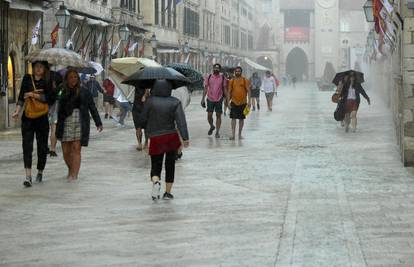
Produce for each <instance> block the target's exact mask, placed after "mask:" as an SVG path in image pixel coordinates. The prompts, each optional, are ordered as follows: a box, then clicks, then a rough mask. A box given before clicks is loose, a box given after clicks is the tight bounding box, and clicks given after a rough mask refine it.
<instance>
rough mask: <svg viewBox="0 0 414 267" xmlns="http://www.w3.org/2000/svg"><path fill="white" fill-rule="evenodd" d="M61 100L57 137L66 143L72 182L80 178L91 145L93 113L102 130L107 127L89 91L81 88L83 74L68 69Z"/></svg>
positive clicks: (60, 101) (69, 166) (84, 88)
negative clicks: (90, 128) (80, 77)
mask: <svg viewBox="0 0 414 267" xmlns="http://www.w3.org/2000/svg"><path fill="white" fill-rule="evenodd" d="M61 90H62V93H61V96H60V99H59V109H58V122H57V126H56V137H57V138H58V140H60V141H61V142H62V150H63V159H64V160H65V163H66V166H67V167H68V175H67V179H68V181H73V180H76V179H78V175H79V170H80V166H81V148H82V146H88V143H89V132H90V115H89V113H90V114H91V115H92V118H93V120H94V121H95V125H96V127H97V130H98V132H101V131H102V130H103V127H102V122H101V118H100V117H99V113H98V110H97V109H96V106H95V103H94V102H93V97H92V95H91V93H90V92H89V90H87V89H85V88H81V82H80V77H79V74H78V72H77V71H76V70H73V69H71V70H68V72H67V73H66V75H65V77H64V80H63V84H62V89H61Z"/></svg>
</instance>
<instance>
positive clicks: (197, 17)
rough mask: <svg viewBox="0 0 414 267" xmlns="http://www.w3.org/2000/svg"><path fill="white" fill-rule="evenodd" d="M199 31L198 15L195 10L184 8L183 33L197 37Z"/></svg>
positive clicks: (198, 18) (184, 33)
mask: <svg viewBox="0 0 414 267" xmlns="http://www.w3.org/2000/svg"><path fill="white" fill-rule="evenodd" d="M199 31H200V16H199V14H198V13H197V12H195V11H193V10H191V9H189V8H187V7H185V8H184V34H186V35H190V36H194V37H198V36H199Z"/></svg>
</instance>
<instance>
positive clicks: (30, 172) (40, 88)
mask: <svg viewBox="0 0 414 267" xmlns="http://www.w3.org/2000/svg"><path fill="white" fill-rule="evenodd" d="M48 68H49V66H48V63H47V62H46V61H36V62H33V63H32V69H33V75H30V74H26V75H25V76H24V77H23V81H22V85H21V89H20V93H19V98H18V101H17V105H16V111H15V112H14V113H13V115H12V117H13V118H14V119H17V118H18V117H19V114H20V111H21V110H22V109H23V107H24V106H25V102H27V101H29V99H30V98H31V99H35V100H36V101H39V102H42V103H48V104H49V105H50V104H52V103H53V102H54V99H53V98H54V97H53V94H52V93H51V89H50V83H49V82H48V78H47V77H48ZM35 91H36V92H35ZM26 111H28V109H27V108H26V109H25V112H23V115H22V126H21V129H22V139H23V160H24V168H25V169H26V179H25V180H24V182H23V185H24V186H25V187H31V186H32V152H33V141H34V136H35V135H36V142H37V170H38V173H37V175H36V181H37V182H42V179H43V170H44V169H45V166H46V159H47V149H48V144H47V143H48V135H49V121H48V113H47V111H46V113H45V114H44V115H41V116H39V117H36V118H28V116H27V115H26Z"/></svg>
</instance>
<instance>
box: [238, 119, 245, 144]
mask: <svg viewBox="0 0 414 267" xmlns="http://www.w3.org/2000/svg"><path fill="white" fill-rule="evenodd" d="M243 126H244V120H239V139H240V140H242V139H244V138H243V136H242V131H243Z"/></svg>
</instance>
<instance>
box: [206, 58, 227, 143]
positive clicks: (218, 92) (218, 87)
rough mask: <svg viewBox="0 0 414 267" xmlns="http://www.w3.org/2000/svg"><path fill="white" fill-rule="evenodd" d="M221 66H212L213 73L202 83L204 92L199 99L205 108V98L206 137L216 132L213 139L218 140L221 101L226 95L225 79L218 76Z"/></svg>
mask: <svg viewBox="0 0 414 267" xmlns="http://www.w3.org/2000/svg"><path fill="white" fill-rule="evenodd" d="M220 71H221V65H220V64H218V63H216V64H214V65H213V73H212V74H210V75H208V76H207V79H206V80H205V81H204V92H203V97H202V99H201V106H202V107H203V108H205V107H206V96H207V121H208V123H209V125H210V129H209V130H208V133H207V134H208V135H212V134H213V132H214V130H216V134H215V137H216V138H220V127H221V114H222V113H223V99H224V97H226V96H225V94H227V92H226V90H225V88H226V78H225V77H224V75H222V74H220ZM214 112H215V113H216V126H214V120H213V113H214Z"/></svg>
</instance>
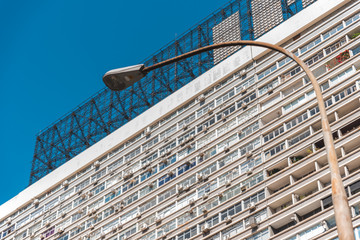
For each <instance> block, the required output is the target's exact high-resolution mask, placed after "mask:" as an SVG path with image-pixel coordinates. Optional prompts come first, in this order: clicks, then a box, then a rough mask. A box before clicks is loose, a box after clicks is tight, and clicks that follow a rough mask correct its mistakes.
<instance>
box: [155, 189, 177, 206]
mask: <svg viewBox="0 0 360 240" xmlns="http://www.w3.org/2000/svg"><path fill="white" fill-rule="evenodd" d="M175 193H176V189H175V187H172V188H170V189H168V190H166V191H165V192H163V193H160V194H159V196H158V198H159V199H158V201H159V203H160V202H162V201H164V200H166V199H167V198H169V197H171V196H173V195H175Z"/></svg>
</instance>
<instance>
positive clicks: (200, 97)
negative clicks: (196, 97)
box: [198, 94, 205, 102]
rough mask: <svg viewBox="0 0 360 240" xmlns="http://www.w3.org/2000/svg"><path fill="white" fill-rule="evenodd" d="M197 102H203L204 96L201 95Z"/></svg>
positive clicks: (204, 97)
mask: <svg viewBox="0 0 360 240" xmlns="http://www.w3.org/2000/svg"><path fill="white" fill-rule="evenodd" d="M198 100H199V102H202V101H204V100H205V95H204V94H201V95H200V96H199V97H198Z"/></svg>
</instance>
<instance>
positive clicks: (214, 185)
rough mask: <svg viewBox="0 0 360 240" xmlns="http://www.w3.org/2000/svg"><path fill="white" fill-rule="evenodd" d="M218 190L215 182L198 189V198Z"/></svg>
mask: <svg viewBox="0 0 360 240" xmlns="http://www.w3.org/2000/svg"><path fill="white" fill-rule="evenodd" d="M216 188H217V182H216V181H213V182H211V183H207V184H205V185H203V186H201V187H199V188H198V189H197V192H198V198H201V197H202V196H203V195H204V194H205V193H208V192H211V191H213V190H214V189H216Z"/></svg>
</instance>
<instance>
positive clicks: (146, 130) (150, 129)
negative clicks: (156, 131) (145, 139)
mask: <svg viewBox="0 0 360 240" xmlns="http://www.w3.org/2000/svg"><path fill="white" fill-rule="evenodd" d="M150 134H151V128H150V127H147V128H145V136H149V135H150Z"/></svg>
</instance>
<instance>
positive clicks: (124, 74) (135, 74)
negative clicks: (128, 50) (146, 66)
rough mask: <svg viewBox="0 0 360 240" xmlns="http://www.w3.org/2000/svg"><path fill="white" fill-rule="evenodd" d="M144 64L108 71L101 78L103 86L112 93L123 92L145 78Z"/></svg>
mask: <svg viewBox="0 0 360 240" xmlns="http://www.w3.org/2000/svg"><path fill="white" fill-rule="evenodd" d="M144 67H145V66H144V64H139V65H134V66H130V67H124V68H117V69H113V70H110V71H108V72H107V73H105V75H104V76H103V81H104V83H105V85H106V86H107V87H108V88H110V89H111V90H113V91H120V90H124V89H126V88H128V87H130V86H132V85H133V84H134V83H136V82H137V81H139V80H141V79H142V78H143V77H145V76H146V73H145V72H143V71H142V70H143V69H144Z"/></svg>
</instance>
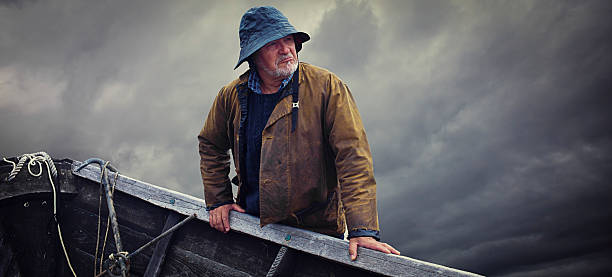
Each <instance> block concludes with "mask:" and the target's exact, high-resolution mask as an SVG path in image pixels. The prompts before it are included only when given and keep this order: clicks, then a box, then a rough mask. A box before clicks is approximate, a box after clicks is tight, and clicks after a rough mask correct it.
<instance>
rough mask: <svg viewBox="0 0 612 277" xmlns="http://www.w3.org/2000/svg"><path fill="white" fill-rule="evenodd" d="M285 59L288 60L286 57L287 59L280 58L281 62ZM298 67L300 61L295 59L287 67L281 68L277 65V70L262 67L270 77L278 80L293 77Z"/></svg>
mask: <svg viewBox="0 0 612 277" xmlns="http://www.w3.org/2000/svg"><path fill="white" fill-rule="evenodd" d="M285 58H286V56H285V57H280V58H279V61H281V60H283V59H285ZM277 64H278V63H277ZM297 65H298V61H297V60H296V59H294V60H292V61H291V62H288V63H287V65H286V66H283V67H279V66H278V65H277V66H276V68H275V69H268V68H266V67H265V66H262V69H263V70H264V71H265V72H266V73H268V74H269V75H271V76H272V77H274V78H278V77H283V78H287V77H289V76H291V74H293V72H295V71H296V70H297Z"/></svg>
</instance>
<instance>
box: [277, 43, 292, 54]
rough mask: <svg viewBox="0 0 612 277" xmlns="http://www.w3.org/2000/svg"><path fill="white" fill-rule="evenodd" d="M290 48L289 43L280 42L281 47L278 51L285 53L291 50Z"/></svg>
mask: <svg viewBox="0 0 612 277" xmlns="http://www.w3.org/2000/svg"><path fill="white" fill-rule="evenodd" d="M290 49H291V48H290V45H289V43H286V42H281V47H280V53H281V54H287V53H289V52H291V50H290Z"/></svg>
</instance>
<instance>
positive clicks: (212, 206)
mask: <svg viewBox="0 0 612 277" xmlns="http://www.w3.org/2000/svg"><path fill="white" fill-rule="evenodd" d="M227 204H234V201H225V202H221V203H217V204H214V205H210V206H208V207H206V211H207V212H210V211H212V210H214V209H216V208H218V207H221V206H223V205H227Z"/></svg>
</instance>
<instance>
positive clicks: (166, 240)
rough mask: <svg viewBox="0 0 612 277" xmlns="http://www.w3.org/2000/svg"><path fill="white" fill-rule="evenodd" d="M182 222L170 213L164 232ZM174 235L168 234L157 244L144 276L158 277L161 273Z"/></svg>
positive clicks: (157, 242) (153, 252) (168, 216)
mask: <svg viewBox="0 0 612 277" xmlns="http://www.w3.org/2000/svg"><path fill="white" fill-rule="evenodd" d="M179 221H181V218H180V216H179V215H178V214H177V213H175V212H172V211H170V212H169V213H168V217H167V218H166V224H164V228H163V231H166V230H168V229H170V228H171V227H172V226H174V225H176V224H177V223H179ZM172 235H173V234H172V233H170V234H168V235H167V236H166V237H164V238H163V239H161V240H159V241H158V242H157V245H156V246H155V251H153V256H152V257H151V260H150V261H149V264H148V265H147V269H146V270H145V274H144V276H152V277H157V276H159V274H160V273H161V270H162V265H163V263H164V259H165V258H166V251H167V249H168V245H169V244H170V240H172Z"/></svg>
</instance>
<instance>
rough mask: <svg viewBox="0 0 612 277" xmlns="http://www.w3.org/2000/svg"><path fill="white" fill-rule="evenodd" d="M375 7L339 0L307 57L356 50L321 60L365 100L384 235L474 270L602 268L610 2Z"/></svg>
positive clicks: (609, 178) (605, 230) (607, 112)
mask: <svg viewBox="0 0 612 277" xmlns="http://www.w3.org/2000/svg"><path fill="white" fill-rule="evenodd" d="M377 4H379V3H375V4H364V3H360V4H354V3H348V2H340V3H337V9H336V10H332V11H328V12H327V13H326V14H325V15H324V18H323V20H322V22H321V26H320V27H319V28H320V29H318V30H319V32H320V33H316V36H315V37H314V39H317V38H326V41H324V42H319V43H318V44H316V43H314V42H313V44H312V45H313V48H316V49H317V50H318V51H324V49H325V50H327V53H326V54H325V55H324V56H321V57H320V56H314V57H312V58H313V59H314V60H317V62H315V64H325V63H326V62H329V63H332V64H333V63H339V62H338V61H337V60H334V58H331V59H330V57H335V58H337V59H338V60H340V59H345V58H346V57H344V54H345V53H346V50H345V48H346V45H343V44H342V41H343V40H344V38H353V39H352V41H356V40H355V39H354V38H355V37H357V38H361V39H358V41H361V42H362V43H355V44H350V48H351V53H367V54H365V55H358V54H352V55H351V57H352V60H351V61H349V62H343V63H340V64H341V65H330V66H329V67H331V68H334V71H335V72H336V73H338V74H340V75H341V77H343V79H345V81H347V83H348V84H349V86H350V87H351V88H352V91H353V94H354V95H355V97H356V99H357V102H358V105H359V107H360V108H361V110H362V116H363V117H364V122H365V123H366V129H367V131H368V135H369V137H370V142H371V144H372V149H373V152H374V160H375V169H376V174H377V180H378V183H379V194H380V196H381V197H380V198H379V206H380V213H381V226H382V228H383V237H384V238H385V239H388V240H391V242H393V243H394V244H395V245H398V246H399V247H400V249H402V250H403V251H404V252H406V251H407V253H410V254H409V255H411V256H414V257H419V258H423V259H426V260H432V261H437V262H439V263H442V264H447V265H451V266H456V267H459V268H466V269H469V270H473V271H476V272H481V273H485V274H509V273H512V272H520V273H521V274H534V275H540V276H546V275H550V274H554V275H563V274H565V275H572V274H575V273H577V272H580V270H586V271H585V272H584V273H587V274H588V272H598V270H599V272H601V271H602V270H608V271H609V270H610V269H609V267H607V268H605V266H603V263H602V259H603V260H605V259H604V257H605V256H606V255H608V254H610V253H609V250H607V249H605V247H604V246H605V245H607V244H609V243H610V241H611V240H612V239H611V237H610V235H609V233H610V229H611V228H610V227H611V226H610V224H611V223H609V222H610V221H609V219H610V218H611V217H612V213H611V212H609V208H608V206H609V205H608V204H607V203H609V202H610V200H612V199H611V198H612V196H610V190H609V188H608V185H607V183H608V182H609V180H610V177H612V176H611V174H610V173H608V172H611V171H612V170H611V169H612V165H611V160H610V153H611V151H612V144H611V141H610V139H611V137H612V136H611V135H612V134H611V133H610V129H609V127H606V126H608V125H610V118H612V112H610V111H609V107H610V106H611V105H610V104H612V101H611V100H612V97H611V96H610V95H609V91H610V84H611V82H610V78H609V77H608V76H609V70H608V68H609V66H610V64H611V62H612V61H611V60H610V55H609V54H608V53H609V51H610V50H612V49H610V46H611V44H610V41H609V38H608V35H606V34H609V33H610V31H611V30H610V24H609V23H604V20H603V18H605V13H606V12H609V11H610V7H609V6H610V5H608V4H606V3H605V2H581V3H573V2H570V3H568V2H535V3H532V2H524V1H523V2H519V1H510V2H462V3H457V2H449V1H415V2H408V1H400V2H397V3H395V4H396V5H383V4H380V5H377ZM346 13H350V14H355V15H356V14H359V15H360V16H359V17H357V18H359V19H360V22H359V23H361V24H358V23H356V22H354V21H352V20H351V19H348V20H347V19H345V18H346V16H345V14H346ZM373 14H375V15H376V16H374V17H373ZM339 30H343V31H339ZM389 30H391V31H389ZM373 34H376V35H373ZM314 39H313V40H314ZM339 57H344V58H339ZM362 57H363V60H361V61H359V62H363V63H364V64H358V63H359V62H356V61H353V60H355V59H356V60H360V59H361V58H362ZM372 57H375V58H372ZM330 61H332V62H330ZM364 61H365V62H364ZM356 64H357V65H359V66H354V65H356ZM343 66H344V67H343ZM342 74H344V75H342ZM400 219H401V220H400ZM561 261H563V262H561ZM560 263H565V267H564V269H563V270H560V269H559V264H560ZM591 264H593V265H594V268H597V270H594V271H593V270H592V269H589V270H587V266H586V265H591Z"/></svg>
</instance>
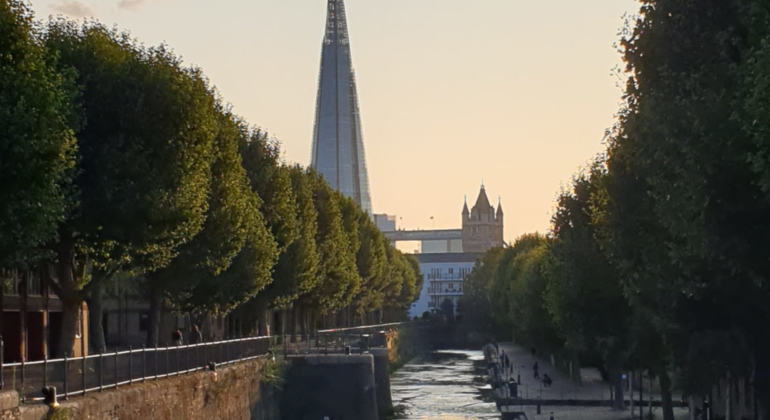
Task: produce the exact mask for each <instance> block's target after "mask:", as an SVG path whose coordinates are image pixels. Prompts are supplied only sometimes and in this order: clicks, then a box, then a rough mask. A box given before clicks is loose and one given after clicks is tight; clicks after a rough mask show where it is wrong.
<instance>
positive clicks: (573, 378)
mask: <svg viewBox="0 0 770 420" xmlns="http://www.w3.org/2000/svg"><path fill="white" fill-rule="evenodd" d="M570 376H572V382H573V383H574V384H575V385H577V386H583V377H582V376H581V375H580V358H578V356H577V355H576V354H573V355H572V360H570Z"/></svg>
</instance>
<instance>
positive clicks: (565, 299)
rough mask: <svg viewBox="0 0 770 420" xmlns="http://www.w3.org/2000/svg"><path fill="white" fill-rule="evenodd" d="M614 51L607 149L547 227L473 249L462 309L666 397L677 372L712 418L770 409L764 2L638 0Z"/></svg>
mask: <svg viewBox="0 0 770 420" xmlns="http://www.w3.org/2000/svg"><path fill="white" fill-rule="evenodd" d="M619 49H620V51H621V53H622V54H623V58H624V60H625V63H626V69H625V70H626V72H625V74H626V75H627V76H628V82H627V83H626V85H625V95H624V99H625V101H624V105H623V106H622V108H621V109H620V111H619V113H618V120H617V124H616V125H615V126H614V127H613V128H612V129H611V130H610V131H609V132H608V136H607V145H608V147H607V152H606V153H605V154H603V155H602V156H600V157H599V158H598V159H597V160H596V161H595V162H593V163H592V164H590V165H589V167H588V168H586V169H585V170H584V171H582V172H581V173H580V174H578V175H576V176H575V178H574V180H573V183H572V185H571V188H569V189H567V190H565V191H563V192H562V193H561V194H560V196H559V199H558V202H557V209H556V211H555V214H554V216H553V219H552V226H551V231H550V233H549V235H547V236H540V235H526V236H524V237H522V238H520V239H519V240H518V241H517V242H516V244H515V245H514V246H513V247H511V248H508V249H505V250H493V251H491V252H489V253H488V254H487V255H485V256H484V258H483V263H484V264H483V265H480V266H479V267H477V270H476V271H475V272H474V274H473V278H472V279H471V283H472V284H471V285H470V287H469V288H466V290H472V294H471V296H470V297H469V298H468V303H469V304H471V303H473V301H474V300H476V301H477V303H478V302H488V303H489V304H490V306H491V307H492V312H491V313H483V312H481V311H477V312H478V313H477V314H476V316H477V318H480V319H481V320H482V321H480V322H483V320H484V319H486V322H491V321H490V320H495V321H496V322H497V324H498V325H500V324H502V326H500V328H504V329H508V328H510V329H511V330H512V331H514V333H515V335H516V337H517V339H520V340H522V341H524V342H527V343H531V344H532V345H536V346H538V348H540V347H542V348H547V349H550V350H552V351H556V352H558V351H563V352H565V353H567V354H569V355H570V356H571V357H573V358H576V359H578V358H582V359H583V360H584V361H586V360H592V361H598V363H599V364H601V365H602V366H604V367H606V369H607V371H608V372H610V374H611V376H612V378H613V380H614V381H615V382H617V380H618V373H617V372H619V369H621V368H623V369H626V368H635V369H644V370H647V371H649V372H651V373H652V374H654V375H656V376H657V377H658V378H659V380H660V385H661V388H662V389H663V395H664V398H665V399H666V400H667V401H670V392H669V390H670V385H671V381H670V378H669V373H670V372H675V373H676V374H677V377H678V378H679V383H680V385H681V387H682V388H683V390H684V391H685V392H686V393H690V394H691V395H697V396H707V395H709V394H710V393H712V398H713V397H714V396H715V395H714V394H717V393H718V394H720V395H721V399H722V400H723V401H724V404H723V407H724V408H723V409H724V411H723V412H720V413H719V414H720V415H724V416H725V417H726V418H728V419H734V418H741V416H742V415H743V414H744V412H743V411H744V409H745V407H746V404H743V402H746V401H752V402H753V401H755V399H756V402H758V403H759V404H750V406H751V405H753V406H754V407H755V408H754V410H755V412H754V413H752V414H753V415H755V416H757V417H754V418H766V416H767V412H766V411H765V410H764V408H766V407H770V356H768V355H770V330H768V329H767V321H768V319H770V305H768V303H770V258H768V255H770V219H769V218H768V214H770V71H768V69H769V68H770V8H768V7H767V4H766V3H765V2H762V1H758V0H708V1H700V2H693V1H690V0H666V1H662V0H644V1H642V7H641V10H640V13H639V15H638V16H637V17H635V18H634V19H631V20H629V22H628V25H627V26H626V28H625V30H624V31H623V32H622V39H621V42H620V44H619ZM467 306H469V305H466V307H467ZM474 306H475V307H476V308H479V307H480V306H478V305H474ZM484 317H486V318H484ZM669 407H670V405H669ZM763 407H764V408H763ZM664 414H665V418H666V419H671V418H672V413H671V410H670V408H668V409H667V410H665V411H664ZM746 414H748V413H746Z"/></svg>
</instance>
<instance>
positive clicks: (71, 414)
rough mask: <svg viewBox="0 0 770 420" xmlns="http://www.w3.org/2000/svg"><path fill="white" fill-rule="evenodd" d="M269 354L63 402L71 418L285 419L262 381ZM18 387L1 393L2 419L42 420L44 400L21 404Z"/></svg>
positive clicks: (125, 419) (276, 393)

+++

Work order
Only one stretch of the data above is needed. Restate it word for word, from the line containing "negative clicks: (156, 131) (145, 139)" through the line containing "negative clicks: (128, 50) (146, 66)", both ends included.

Solution
negative clicks: (156, 131) (145, 139)
mask: <svg viewBox="0 0 360 240" xmlns="http://www.w3.org/2000/svg"><path fill="white" fill-rule="evenodd" d="M150 134H151V128H150V127H147V128H145V136H149V135H150Z"/></svg>
</instance>
<instance>
positive clicks: (124, 74) (135, 74)
negative clicks: (128, 50) (146, 66)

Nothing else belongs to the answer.